__Dataset items__:
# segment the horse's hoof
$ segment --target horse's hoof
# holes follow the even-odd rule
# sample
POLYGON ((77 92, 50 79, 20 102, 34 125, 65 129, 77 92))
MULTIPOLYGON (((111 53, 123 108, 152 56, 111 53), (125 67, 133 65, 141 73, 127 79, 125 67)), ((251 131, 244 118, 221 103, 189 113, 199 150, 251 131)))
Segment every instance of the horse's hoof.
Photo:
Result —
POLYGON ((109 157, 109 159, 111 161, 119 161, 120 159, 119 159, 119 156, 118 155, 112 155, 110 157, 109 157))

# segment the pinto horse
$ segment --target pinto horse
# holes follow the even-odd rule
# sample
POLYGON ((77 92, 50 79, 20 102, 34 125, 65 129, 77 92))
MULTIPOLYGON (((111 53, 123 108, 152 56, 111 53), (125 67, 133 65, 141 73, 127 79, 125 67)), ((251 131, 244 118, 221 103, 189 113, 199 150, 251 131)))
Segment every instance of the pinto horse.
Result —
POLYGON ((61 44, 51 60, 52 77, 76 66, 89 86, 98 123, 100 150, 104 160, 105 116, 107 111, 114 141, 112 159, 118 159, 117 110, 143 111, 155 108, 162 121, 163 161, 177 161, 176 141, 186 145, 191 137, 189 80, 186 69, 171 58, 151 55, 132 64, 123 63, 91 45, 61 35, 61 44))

__TO DO__:
Present every line of the listing above as a numbered list, omitting any blank lines.

__ANSWER TO THIS EXERCISE__:
1. # segment the horse's hoof
2. $ segment --target horse's hoof
3. # holes follow the even-odd rule
4. # sample
5. POLYGON ((77 92, 50 79, 20 102, 34 125, 65 129, 77 92))
6. MULTIPOLYGON (((111 53, 123 108, 152 56, 111 53), (125 67, 133 65, 141 73, 127 79, 125 67)), ((251 131, 244 118, 221 103, 189 113, 199 150, 251 131)))
7. Segment every instance of the horse's hoof.
8. Photo:
9. Result —
10. POLYGON ((109 157, 109 159, 111 161, 119 161, 120 159, 119 159, 119 156, 118 155, 112 155, 110 157, 109 157))
11. # segment the pinto horse
12. $ segment --target pinto horse
13. # holes follow the even-odd rule
14. # sample
15. POLYGON ((77 92, 50 79, 20 102, 34 125, 65 129, 77 92))
16. MULTIPOLYGON (((111 53, 123 108, 152 56, 111 53), (125 67, 133 65, 141 73, 127 79, 125 67)), ((251 131, 244 118, 221 103, 189 113, 199 150, 251 131)))
17. Segment every instance of the pinto horse.
18. Result —
19. POLYGON ((61 44, 51 60, 52 77, 76 66, 89 86, 98 123, 100 150, 104 160, 105 116, 107 111, 114 141, 112 159, 118 159, 117 110, 143 111, 155 108, 162 121, 163 161, 177 161, 176 141, 186 145, 191 137, 189 80, 186 69, 171 58, 151 55, 132 64, 123 63, 91 45, 61 35, 61 44))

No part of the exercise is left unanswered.